__EXTRAIT DU DOCUMENT__:
De ce fait, je suggère à notre collègue Jean-Claude Requier de bien vouloir retirer l’amendement n° 218 rectifié, au travers duquel il reprend et insère dans l’article 1er des dispositions de l’article 2 du projet de loi initial, annulant ainsi les améliorations apportées par la commission.

M. le président. Quel est l’avis du Gouvernement ?

M. Benoît Hamon, ministre délégué auprès du ministre de l'économie et des finances, chargé de l'économie sociale et solidaire et de la consommation. Même avis.

M. le président. Monsieur Requier, l'amendement n° 218 rectifié est-il maintenu ?

M. Jean-Claude Requier. Non, je le retire, monsieur le président.

M. le président. L’amendement n° 218 rectifié est retiré.

Je mets aux voix l'amendement n° 33.

(L'amendement est adopté.)

M. le président. Je suis saisi de huit amendements faisant l'objet d'une discussion commune.

L'amendement n° 274, présenté par Mme Lienemann, est ainsi libellé :

Alinéas 12 à 14

Remplacer ces alinéas par deux alinéas ainsi rédigés :

- la création obligatoire d’une réserve statutaire qui ne peut être ni distribuée ni incorporée au capital. Celle-ci est constituée par l’affectation de 50 % au moins des bénéfices de l’exercice, diminués le cas échéant des pertes antérieures et des sommes réparties entre les associés au prorata des opérations traitées avec chacun d’eux ou du travail fourni par lui ;

- l’affectation au report à nouveau de 30 % au moins des bénéfices de l’exercice diminués le cas échéant des pertes antérieures et des sommes réparties entre les associés au prorata des opérations traitées avec chacun d’eux ou du travail fourni par lui.

La parole est à Mme Marie-Noëlle Lienemann.

Mme Marie-Noëlle Lienemann. Je le retire, monsieur le président.

M. le président. L’amendement n° 274 est retiré.

L'amendement n° 219 rectifié, présenté par MM. Mézard, Alfonsi, Barbier, Baylet, Bertrand, C. Bourquin, Collin, Collombat, Esnol, Fortassin et Hue, Mme Laborde et MM. Mazars, Plancade, Requier, Tropeano, Vall et Vendasi, est ainsi libellé :

Alinéas 12 et 13

Rédiger ainsi ces alinéas :

- la création obligatoire d’une réserve statutaire qui ne peut être ni distribuée ni incorporée au capital. Celle-ci est constituée par l’affectation de 50 % au moins des bénéfices de l’exercice, diminués le cas échéant des pertes antérieures et des sommes réparties entre les associés au prorata des opérations traitées avec chacun d’eux ou du travail fourni par lui. Pour les entreprises bénéficiaires de l’agrément défini à l’article L. 3332-17-1 du code du travail, ce pourcentage est fixé à 20 % ;

- l’affectation au report à nouveau de 30 % au moins des bénéfices de l’exercice diminués le cas échéant des pertes antérieures et des sommes réparties entre les associés au prorata des opérations traitées avec chacun d’eux ou du travail fourni par lui. Pour les entreprises bénéficiaires de l’agrément défini à l’article L. 3332-17-1 du code du travail, le pourcentage est fixé à 50 % ;

La parole est à M. Jean-Claude Requier.

__VOTRE CONSIGNE__: Dans l'extrait des débats, modifiez le passage allant de "Alinéas 12 à" jusqu'à "Lienemann. Je le retire, monsieur le président." : recopiez-le en remplaçant "réserve statutaire" par "réserve impartageable".

__DONNÉES FOURNIES__:
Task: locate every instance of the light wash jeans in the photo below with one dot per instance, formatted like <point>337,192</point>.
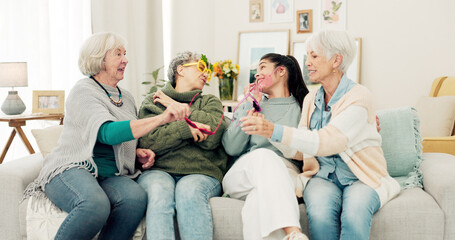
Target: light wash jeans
<point>339,212</point>
<point>115,205</point>
<point>188,195</point>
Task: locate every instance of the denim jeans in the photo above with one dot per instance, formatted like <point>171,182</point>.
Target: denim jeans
<point>188,195</point>
<point>115,205</point>
<point>339,212</point>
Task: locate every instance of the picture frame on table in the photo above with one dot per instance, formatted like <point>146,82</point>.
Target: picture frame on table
<point>49,101</point>
<point>332,15</point>
<point>304,21</point>
<point>252,45</point>
<point>299,51</point>
<point>256,10</point>
<point>280,11</point>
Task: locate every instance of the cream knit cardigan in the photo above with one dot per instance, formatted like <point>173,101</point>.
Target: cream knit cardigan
<point>351,133</point>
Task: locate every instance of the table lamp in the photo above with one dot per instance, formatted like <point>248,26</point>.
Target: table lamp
<point>13,74</point>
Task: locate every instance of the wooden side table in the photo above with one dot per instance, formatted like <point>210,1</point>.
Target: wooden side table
<point>17,121</point>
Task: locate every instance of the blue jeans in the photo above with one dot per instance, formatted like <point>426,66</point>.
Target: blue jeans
<point>339,212</point>
<point>115,205</point>
<point>188,195</point>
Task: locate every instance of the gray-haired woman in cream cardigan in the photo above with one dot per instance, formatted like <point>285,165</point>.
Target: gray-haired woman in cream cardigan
<point>344,169</point>
<point>90,174</point>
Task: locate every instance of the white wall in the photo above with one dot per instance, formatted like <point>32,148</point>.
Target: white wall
<point>406,43</point>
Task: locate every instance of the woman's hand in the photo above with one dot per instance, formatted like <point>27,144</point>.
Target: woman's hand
<point>198,136</point>
<point>146,157</point>
<point>256,124</point>
<point>175,112</point>
<point>162,98</point>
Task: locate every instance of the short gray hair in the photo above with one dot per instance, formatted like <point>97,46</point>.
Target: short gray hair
<point>94,50</point>
<point>180,59</point>
<point>330,43</point>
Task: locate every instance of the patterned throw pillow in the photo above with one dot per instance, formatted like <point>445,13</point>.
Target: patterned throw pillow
<point>402,144</point>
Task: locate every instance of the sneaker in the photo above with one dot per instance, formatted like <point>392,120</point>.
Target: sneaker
<point>296,236</point>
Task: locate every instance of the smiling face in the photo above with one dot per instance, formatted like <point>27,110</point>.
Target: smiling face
<point>192,77</point>
<point>318,66</point>
<point>266,75</point>
<point>115,63</point>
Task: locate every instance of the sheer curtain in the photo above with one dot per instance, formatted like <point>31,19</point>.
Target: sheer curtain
<point>47,34</point>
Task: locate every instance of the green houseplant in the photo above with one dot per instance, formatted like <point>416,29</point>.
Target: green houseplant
<point>156,83</point>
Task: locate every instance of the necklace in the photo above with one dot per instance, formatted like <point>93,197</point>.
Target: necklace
<point>118,103</point>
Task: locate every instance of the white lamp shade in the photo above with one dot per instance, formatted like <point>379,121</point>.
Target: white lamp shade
<point>13,74</point>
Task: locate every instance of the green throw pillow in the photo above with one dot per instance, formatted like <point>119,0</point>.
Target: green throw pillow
<point>401,143</point>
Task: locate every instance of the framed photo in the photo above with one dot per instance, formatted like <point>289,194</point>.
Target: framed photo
<point>251,47</point>
<point>299,51</point>
<point>333,14</point>
<point>304,21</point>
<point>52,102</point>
<point>256,10</point>
<point>281,11</point>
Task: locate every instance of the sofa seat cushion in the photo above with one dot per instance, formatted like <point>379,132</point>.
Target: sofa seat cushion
<point>413,214</point>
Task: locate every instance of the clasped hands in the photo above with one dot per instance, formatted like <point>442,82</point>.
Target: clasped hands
<point>170,104</point>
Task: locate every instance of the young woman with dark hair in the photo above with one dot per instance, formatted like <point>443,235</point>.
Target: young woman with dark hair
<point>261,175</point>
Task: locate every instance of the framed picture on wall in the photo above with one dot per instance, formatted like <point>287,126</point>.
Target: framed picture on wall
<point>251,47</point>
<point>299,51</point>
<point>281,11</point>
<point>52,102</point>
<point>256,10</point>
<point>333,14</point>
<point>304,21</point>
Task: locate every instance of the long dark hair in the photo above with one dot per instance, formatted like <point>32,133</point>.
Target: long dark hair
<point>296,85</point>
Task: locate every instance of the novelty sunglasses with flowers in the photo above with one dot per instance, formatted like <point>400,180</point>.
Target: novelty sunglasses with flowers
<point>202,66</point>
<point>203,130</point>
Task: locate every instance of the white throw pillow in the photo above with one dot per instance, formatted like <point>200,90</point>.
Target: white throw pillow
<point>437,116</point>
<point>47,138</point>
<point>44,219</point>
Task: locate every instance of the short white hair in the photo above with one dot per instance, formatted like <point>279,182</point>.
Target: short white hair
<point>94,50</point>
<point>180,59</point>
<point>330,43</point>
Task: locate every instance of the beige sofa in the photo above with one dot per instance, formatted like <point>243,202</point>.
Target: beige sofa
<point>416,213</point>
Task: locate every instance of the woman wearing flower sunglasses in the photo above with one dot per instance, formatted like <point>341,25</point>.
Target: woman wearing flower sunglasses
<point>190,161</point>
<point>261,175</point>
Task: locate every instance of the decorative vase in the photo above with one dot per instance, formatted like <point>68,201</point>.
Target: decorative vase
<point>226,87</point>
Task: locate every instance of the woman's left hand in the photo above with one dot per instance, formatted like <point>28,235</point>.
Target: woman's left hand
<point>146,157</point>
<point>162,98</point>
<point>256,124</point>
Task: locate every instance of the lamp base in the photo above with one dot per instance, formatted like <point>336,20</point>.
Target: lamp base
<point>13,104</point>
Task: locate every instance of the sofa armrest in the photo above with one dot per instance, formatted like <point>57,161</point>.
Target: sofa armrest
<point>14,177</point>
<point>439,182</point>
<point>439,144</point>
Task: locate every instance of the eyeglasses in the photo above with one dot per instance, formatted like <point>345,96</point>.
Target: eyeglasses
<point>202,67</point>
<point>193,125</point>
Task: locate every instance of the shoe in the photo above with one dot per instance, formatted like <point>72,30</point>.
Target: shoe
<point>296,236</point>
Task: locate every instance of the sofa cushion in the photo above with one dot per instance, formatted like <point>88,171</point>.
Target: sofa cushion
<point>43,220</point>
<point>413,214</point>
<point>47,138</point>
<point>401,143</point>
<point>437,115</point>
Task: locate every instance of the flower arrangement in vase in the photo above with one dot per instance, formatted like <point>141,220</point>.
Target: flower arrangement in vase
<point>226,72</point>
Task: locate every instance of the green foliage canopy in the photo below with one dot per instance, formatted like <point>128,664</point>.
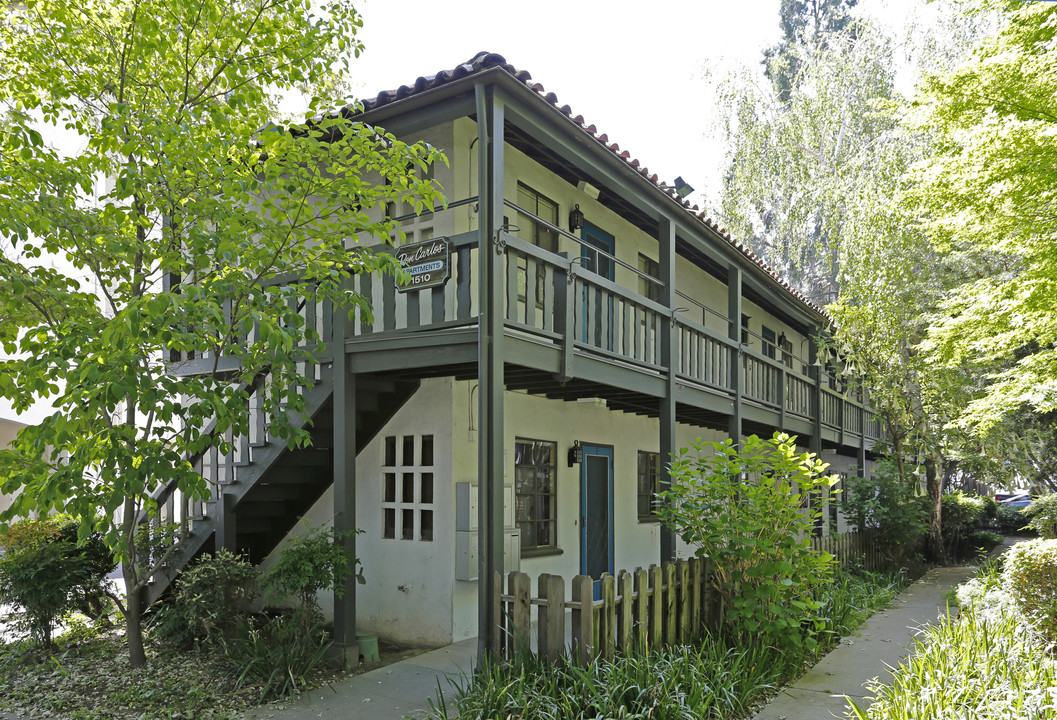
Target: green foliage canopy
<point>185,222</point>
<point>988,192</point>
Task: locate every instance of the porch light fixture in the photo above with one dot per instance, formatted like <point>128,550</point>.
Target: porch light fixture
<point>575,454</point>
<point>682,188</point>
<point>575,219</point>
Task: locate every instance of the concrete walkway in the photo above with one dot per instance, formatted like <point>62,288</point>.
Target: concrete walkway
<point>883,642</point>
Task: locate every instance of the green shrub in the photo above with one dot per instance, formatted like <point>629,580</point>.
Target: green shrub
<point>278,656</point>
<point>961,515</point>
<point>889,509</point>
<point>210,602</point>
<point>853,596</point>
<point>309,562</point>
<point>45,573</point>
<point>1030,576</point>
<point>1043,516</point>
<point>968,668</point>
<point>982,541</point>
<point>1007,520</point>
<point>747,511</point>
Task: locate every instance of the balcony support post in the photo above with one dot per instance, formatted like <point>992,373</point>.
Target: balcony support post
<point>861,453</point>
<point>734,332</point>
<point>669,355</point>
<point>816,374</point>
<point>345,485</point>
<point>489,127</point>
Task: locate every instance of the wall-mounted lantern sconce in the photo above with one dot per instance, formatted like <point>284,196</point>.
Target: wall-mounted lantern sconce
<point>575,454</point>
<point>575,219</point>
<point>682,188</point>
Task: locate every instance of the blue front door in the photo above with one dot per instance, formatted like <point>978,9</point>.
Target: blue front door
<point>597,306</point>
<point>596,512</point>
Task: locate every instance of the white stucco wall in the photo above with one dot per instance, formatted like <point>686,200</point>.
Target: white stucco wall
<point>8,428</point>
<point>536,418</point>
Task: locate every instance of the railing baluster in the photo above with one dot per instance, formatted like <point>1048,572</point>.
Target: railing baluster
<point>462,283</point>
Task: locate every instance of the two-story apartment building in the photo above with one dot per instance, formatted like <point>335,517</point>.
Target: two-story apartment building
<point>570,324</point>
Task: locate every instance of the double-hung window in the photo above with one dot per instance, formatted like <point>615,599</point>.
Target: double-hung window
<point>535,493</point>
<point>649,485</point>
<point>535,232</point>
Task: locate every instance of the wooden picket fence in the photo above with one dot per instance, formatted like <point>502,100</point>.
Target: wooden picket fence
<point>636,610</point>
<point>851,548</point>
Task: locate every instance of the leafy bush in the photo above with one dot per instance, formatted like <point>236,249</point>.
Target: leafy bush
<point>961,515</point>
<point>1007,520</point>
<point>715,680</point>
<point>890,509</point>
<point>211,600</point>
<point>746,511</point>
<point>45,573</point>
<point>279,656</point>
<point>982,541</point>
<point>853,596</point>
<point>1030,576</point>
<point>968,668</point>
<point>308,564</point>
<point>1043,516</point>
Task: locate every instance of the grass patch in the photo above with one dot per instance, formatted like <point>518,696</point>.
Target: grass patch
<point>969,668</point>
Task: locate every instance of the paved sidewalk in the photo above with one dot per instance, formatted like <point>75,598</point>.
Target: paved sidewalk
<point>883,642</point>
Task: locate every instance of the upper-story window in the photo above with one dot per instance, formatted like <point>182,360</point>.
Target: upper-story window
<point>770,343</point>
<point>651,269</point>
<point>542,207</point>
<point>785,345</point>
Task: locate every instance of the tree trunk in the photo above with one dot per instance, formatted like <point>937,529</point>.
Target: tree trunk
<point>934,485</point>
<point>133,624</point>
<point>133,593</point>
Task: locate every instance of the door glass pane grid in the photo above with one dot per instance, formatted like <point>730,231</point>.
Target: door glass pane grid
<point>407,487</point>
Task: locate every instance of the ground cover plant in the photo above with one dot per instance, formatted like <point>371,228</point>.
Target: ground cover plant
<point>994,660</point>
<point>44,574</point>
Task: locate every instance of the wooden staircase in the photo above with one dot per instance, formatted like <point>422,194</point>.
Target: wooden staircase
<point>262,488</point>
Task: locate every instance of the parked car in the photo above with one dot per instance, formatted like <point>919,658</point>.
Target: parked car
<point>1018,500</point>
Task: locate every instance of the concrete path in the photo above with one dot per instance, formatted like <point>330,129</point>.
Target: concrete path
<point>883,642</point>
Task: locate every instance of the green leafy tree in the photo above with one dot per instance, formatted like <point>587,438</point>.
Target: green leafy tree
<point>750,511</point>
<point>807,24</point>
<point>181,173</point>
<point>986,194</point>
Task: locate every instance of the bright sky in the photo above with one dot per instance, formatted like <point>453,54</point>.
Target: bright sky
<point>637,71</point>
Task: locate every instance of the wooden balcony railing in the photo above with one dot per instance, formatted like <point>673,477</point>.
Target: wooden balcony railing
<point>552,298</point>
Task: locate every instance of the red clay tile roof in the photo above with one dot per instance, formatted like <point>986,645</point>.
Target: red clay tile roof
<point>484,60</point>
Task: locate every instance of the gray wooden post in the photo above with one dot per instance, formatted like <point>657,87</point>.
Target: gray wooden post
<point>669,352</point>
<point>489,126</point>
<point>345,484</point>
<point>734,330</point>
<point>816,436</point>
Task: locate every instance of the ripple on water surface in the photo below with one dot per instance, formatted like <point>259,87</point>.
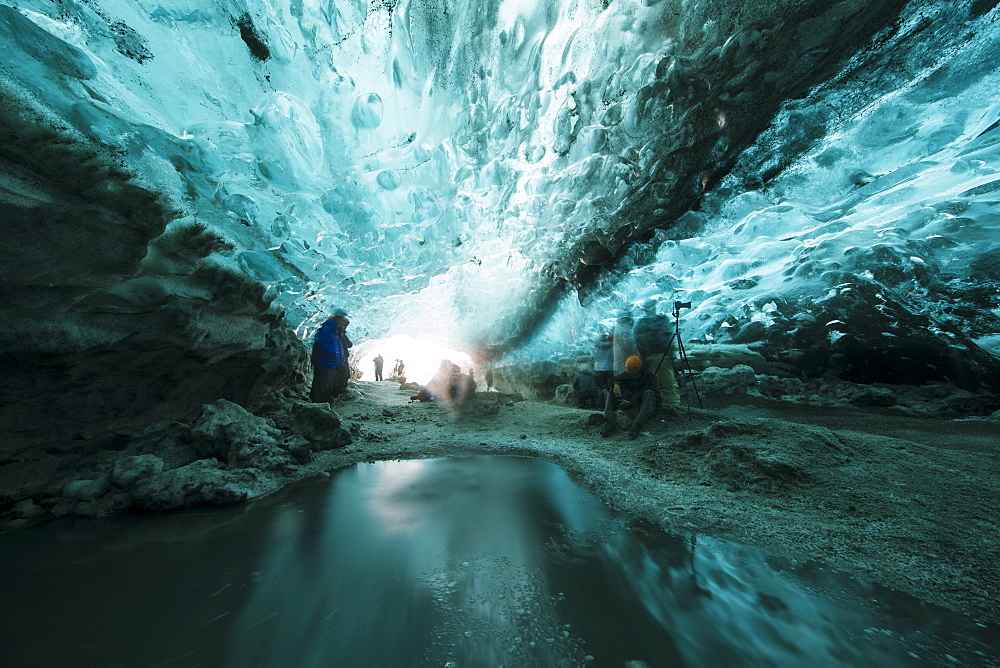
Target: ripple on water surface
<point>481,561</point>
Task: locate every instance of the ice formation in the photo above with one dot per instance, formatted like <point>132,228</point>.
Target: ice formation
<point>189,181</point>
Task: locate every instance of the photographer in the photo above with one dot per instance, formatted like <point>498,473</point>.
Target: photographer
<point>654,340</point>
<point>636,392</point>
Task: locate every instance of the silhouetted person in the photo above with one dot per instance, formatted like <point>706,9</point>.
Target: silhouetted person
<point>655,343</point>
<point>448,385</point>
<point>636,392</point>
<point>604,357</point>
<point>624,342</point>
<point>331,370</point>
<point>585,390</point>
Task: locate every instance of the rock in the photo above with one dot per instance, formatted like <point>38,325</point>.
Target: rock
<point>86,489</point>
<point>128,471</point>
<point>299,448</point>
<point>223,424</point>
<point>564,394</point>
<point>200,482</point>
<point>738,380</point>
<point>725,356</point>
<point>27,509</point>
<point>874,396</point>
<point>319,425</point>
<point>264,456</point>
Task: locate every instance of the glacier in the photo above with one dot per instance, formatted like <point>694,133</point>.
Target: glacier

__CORRIGÉ__:
Alinéas 12 à 14

Remplacer ces alinéas par deux alinéas ainsi rédigés :

- la création obligatoire d’une réserve impartageable qui ne peut être ni distribuée ni incorporée au capital. Celle-ci est constituée par l’affectation de 50 % au moins des bénéfices de l’exercice, diminués le cas échéant des pertes antérieures et des sommes réparties entre les associés au prorata des opérations traitées avec chacun d’eux ou du travail fourni par lui ;

- l’affectation au report à nouveau de 30 % au moins des bénéfices de l’exercice diminués le cas échéant des pertes antérieures et des sommes réparties entre les associés au prorata des opérations traitées avec chacun d’eux ou du travail fourni par lui.

La parole est à Mme Marie-Noëlle Lienemann.

Mme Marie-Noëlle Lienemann. Je le retire, monsieur le président.